The Process of Healing Continues.
There are some good days and some bad days. This past week there were a couple of really bad days. It felt like I was regressing, but it’s more likely that I pushed myself too hard. That’s an old habit of mine and I didn’t want it to inhibit my healing.
I took a couple of days to rest and spent some time crying and feeling sorry for myself. It wasn’t pretty, but processing emotions is important, so I allowed it. Once processed and released in the form of crying, it was time to shift my energy.
My low vibe energy wasn’t helping me heal. So, I started to think about what helped me shift my energy in the past and I realized that I needed to focus on gratitude. It’s what my body, mind, and soul need. Gratitude is soul food.
There is Much to be Grateful For.
It’s not hard to find things to be grateful for, even while in cancer treatment. There are many people who have helped me. There is Spring and warm weather to savor. I have a good prognosis. I have insurance and a full pantry. There is much to be grateful for.
This morning I had an appointment with my medical oncologist. After all the tests and analysis, I will not need chemotherapy and for that I am grateful. Next week I meet with the radiologists and learn all about radiation therapy.
According to my oncologist, I’m healing well, and I am so grateful for that. I still have pain, a lot of it sometimes. My right arm, the side where the cancer was and where they removed lymph nodes, is healing more slowly but it is healing. The bruises are beginning to fade, but it’s still very painful and swollen. Physical therapy starts next week and I am grateful for that too.

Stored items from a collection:
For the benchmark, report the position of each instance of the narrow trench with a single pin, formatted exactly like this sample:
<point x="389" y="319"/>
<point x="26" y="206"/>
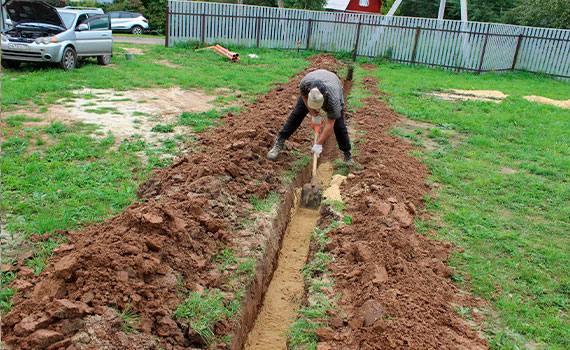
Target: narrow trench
<point x="286" y="289"/>
<point x="278" y="287"/>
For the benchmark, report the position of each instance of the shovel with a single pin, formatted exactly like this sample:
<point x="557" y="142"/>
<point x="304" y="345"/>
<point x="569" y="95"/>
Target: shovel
<point x="311" y="195"/>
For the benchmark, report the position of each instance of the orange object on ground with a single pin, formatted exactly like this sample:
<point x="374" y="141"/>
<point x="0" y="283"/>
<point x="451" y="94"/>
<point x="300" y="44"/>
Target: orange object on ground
<point x="233" y="56"/>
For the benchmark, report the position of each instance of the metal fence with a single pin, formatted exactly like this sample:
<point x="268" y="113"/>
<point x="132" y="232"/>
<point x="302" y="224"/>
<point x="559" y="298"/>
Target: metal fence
<point x="463" y="46"/>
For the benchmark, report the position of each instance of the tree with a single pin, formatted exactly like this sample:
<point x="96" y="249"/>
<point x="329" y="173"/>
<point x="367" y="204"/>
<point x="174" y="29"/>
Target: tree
<point x="541" y="13"/>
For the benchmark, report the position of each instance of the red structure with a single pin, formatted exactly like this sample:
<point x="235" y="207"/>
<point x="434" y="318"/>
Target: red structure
<point x="371" y="6"/>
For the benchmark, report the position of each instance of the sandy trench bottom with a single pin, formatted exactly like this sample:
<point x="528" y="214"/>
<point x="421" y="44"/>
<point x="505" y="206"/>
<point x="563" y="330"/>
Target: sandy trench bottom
<point x="285" y="292"/>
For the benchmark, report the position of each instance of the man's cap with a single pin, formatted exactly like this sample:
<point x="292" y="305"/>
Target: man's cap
<point x="315" y="99"/>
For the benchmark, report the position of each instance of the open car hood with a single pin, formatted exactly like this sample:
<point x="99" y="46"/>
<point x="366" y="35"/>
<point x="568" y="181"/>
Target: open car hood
<point x="22" y="11"/>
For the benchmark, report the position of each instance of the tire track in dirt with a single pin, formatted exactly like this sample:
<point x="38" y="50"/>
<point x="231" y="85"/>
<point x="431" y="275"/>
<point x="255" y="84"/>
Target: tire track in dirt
<point x="148" y="257"/>
<point x="394" y="284"/>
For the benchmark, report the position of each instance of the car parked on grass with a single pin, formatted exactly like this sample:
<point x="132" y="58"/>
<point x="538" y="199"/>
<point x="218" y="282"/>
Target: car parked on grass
<point x="43" y="33"/>
<point x="130" y="22"/>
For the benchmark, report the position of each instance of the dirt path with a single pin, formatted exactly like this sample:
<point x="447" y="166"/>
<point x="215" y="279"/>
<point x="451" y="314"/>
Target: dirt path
<point x="285" y="292"/>
<point x="138" y="40"/>
<point x="395" y="286"/>
<point x="286" y="289"/>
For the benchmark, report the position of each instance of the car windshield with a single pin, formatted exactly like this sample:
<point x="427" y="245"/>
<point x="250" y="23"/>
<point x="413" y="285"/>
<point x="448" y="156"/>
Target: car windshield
<point x="67" y="18"/>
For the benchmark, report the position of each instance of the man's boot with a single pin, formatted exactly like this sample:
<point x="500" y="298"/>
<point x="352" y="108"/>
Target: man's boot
<point x="276" y="148"/>
<point x="348" y="157"/>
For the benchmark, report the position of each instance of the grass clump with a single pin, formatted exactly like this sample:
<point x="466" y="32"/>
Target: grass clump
<point x="200" y="121"/>
<point x="129" y="319"/>
<point x="162" y="128"/>
<point x="6" y="301"/>
<point x="266" y="204"/>
<point x="201" y="312"/>
<point x="314" y="314"/>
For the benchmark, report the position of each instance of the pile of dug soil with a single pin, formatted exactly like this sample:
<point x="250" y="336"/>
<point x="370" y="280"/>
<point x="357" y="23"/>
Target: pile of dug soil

Work order 1
Quote the post about healing and gratitude from "There are some" to "is soul food.".
Work order 2
Extend the post about healing and gratitude, beginning right after its final sentence.

Task output 1
There are some good days and some bad days. This past week there were a couple of really bad days. It felt like I was regressing, but it’s more likely that I pushed myself too hard. That’s an old habit of mine and I didn’t want it to inhibit my healing.
I took a couple of days to rest and spent some time crying and feeling sorry for myself. It wasn’t pretty, but processing emotions is important, so I allowed it. Once processed and released in the form of crying, it was time to shift my energy.
My low vibe energy wasn’t helping me heal. So, I started to think about what helped me shift my energy in the past and I realized that I needed to focus on gratitude. It’s what my body, mind, and soul need. Gratitude is soul food.

Task output 2
This weekend I was able to get out for a walk around the block. It was warm, sunny, and the trees were blooming. I savored every step, every blossom, and every moment in the sun. For that, I am grateful.
There are small things to be grateful for too like being able to dress myself. I still can’t pull anything over my head, so I only wear what zips or buttons in the front. And sometimes I still need a little help. But I’m very proud of myself and grateful for the improvement.
I’m grateful for Anaono. They are a company that makes bras for women who have had breast surgery. They use survivors for models which inspires me so much. I purchased my first bra and a set of soft foam breast forms. I look forward to healing enough to wear them. Although I have to admit it’s been fun to go to my appointments without a bra…or breasts. LOL! Is it too soon for cancer humor? I don’t think so.
I am grateful for Rachel Baumel, who I call the pillow lady. She too is a survivor and is creating a pillow business to help people sleep after surgery. She loaned me a set of pillows and delivered them too. I am so grateful for her kindness, her support, and her fantastic pillow system which has helped me sleep.
I am grateful for all my doctors and their staffs. My medical team is smart, kind, funny, and all females. I could not be happier with the medical teams that I get to work with.
I am grateful for my husband who has taken great care of me. From surgical drains, medication schedules, laundry, watering the plants, and the grocery shopping all while working, he has stepped up in a big way. I am forever grateful.
I’m also grateful for you, dear reader. For being here, reading my work. For being here with my on my journey. I am grateful you’re here and for your support. It helps me more than you know.
Lessons This Week.
Healing isn’t a smooth, even ride. There are peaks and valleys. I do get a little better each week, and I need to honor my body’s needs to insure that continues. There are also days that I feel worse, but that’s not regression it’s just a signal to rest. I won’t judge myself; I will honor what my body needs to heal.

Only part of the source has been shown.